While you were distracted with the “nuclear situation” over at TechCrunch, Groupon, apparently, took the opportunity to make things even more toxic for itself in the press by once again flouting the SEC-mandated quiet period between filing for an IPO and actually going public.
Just before the long weekend, Michael Buckley from Brunswick Group, a PR firm employed by Groupon, not only called peHUB reporter Connie Loizos to complain about a story, but to get her facts straight, Mr. Buckley suggested taking a look at a leaked memo from Groupon CEO Andrew Mason that somehow found its way into Kara Swisher’s hands at AllThingsD. Yup, the very same leaked memo that Henry Blodget alleged violated securities law. Ms. Swisher’s role in that aside, as Ms. Loizos points out, the quiet period does not permit “calling journalists and urging them to read leaked CEO letters.”
As Fortune.com‘s Dan Primack sees it, however, the fault lies with the SEC, not Groupon. In the latest issue of the magazine, he makes his position clear with the headline, “It’s time to kill the IPO quiet period.”
Even Ms. Loizos seems to agree that change is in order, writing, “I don’t begrudge Brunswick for wanting to defend its client, and like a lot of people, I think the SEC’s quiet period could use some updating.”

Dataset records:
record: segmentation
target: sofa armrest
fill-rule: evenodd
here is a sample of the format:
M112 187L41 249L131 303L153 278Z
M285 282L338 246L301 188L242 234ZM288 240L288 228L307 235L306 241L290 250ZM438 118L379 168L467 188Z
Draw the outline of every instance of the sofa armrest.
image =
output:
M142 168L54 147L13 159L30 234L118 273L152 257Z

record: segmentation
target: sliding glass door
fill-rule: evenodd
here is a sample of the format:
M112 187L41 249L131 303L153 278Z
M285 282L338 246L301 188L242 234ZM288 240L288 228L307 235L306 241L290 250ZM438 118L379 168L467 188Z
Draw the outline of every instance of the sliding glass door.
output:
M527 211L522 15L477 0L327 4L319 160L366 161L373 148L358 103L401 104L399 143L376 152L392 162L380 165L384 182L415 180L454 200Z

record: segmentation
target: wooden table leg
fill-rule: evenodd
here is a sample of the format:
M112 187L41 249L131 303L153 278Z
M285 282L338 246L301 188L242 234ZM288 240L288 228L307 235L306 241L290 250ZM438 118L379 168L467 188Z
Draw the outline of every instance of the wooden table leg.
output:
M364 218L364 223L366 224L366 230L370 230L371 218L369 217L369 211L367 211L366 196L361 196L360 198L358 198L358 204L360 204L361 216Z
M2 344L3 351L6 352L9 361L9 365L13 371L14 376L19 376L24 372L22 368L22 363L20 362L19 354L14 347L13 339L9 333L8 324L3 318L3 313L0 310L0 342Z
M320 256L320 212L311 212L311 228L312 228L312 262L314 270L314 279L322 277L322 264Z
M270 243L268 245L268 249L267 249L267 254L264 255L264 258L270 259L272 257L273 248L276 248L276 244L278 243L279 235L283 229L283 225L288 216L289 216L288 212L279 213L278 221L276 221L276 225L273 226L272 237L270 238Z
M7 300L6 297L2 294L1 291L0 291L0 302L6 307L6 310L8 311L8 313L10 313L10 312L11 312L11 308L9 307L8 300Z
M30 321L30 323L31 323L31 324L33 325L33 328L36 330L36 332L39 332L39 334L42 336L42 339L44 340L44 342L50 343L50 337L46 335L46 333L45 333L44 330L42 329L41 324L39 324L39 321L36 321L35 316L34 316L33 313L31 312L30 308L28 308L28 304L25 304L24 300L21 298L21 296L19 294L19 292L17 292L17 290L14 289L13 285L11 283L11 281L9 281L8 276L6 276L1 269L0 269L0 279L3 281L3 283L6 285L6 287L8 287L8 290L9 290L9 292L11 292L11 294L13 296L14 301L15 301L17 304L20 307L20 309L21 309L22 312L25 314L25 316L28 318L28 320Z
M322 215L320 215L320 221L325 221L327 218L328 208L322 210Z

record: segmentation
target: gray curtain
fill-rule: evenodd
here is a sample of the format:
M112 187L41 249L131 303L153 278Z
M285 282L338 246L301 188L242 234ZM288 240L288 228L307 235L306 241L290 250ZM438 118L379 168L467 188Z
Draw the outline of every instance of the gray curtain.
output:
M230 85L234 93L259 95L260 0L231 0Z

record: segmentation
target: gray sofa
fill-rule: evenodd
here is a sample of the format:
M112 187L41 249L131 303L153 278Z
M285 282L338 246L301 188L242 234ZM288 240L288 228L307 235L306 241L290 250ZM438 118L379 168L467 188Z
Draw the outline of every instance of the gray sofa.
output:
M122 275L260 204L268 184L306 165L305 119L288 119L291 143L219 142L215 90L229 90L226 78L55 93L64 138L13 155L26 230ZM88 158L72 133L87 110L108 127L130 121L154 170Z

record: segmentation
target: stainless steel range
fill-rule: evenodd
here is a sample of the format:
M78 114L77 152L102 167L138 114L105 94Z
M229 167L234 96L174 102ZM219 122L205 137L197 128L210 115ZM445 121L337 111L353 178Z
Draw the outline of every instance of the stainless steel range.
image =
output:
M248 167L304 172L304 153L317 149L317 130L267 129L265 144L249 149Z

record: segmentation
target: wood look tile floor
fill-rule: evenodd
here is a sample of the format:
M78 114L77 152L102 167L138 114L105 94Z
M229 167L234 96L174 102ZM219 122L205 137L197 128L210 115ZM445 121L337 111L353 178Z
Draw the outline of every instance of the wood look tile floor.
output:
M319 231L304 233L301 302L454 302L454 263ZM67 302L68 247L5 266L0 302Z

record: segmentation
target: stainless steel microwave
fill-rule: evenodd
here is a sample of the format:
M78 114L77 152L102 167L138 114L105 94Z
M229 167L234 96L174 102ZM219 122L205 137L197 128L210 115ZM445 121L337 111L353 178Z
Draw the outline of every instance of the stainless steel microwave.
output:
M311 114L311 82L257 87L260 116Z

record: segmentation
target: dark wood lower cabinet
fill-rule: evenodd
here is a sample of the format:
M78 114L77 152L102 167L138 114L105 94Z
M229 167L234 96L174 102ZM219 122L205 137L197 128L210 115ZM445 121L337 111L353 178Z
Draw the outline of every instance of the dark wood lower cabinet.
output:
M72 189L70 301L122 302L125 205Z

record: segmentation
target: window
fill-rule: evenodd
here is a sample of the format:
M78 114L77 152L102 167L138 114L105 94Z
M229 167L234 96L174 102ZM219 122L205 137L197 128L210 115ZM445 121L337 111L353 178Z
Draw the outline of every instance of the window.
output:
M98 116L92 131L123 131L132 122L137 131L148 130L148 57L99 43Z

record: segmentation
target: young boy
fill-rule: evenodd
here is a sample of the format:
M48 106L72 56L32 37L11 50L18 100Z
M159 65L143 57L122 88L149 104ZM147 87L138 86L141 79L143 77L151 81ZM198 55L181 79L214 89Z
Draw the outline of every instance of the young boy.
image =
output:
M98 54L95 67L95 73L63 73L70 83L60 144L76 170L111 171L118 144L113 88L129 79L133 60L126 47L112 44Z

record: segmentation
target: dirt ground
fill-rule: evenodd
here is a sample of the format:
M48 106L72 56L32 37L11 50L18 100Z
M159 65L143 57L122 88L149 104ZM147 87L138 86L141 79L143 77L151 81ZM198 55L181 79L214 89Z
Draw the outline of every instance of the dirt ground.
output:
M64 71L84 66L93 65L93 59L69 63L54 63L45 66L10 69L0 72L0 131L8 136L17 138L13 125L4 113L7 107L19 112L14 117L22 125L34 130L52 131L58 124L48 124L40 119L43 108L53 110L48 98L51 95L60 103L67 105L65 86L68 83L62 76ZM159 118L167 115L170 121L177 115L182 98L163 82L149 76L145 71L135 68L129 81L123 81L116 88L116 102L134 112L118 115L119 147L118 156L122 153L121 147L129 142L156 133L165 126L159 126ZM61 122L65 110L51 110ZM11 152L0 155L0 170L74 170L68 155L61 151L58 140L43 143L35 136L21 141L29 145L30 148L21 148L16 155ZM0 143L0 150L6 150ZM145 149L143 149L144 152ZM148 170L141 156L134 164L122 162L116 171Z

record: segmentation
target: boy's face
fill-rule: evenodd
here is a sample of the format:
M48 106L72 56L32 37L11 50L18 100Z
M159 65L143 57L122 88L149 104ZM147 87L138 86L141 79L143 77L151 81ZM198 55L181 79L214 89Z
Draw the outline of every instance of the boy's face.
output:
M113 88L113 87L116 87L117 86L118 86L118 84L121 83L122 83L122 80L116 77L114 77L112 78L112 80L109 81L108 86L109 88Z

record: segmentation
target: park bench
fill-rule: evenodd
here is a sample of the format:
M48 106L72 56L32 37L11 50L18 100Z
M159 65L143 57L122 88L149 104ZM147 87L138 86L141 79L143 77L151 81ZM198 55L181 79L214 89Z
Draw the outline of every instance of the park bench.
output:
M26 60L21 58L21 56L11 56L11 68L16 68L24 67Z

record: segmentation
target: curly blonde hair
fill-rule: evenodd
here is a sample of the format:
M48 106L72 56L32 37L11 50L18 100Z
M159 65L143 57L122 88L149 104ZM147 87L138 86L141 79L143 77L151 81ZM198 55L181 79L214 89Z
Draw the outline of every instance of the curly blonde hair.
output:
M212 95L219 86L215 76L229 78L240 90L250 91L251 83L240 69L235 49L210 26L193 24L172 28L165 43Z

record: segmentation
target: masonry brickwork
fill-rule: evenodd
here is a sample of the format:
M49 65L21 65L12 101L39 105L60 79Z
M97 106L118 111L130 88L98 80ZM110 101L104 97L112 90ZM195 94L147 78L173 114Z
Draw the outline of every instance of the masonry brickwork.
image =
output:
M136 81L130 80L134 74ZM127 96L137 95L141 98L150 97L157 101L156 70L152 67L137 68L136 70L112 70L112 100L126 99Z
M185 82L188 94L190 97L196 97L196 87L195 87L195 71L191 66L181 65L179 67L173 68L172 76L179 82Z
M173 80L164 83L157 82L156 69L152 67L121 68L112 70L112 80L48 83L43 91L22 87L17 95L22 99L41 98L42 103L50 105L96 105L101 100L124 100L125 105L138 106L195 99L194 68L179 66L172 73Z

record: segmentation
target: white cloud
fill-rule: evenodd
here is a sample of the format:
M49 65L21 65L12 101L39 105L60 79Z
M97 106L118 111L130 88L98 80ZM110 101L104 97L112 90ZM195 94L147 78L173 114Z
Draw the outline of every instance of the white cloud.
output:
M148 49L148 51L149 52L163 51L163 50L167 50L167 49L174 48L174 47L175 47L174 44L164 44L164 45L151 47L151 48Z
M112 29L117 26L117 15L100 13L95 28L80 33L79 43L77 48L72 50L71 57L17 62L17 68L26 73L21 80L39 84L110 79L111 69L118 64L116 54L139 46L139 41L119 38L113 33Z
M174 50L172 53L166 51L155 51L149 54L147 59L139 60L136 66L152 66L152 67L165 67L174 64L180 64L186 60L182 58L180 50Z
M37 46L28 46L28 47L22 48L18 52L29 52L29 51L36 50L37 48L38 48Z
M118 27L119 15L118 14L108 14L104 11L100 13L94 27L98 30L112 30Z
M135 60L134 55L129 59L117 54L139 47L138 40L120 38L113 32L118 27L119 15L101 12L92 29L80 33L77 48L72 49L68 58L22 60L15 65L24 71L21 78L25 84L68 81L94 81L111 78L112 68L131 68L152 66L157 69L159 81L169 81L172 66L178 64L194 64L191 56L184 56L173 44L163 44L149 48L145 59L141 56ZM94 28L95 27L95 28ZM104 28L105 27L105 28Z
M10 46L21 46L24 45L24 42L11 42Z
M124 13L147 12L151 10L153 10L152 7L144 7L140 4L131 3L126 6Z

Assignment:
Decide whether each statement agrees with the article on Groupon and the IPO quiet period, answering yes or no and quoting the article's deciding words: (a) Michael Buckley works for a PR firm that Groupon employs; (b) Dan Primack blames Groupon rather than the SEC; (c) Connie Loizos thinks the SEC's quiet period could be updated.

Expected output:
(a) Yes: "Michael Buckley from Brunswick Group, a PR firm employed by Groupon"
(b) No: "the fault lies with the SEC, not Groupon"
(c) Yes: "I think the SEC’s quiet period could use some updating."